Apply what you read ▸
1) In the passage on linseed in goat diets, what is vaccenic acid an intermediate product of?
2) Write out the part of the passage on linseed in goat diets from "The lower proportion" up to and including "and cardiovascular diseases.", substituting "C16:0" for "palmitic acid".
3) Check each statement against the passage on linseed in goat diets. Mark it yes or no and quote the words that decide it.
(a) Other studies found safflower and sunflower seed more efficient than linseed at raising CLA concentration.
(b) Stearic acid was found to raise plasma cholesterol in humans.
(c) The lower total SFA in goats fed linseed matches what similar studies in sheep and beef reported.

Page extract ▸
In this study, the proportion of C18:1 trans-11 (vaccenic acid) was significantly higher in the most tissues of animals fed 20% linseed. This finding is reasonable since vaccenic acid is an intermediate product of the microbial biohydrogenation of LA and ALA [56]. The increase of vaccenic acid in animal tissues is preferable since it performs as a precursor for the tissue biosynthesis of CLA [57] and may exert health benefits similar to those related to CLA in humans [58]. The increase in the total CLA in the most tissues goats fed linseed agrees with [59] who confirmed that varied rumen microorganisms are capable of the creation of numerous CLA and 18 : 3 isomers from ALA acid. However, different studies showed that safflower and sunflower seed, which are considered as a source of LA, are more efficient in increasing the concentration of CLA compared to linseed [60].

The lower proportion of total SFA in most tissues (SS, ST, and subcutaneous fat) of goats fed linseed () is in disagreement with that reported in similar studies in sheep and beef. In this study, the reduction in total SFA is mainly due to the marked increase in the proportion of n-3 PUFA and the significant decrease in the proportion of palmitic acid. The decrease in the proportion of palmitic acid was also reported in young bulls fed linseed [61]. It is important to mention that palmitic acid was found to increase the plasma cholesterol level in human, while stearic does not exhibit such an effect [62, 63]; therefore, a high intake of palmitic acid increases the risk of atherosclerosis and cardiovascular diseases.

Collected data ▸

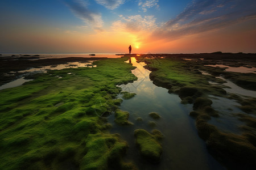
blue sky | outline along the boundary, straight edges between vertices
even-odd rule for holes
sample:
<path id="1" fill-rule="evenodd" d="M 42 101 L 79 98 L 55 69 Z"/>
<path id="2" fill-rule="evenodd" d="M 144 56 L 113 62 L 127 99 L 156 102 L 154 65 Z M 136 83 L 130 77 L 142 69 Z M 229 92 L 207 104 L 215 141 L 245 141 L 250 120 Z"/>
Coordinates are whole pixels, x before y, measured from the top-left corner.
<path id="1" fill-rule="evenodd" d="M 0 53 L 256 52 L 255 9 L 255 0 L 1 0 Z"/>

Exercise answers ▸
1) The microbial biohydrogenation of LA and ALA.

2)
The lower proportion of total SFA in most tissues (SS, ST, and subcutaneous fat) of goats fed linseed () is in disagreement with that reported in similar studies in sheep and beef. In this study, the reduction in total SFA is mainly due to the marked increase in the proportion of n-3 PUFA and the significant decrease in the proportion of C16:0. The decrease in the proportion of C16:0 was also reported in young bulls fed linseed [61]. It is important to mention that C16:0 was found to increase the plasma cholesterol level in human, while stearic does not exhibit such an effect [62, 63]; therefore, a high intake of C16:0 increases the risk of atherosclerosis and cardiovascular diseases.

3)
(a) Yes: "safflower and sunflower seed, which are considered as a source of LA, are more efficient in increasing the concentration of CLA compared to linseed"
(b) No: "while stearic does not exhibit such an effect"
(c) No: "is in disagreement with that reported in similar studies in sheep and beef"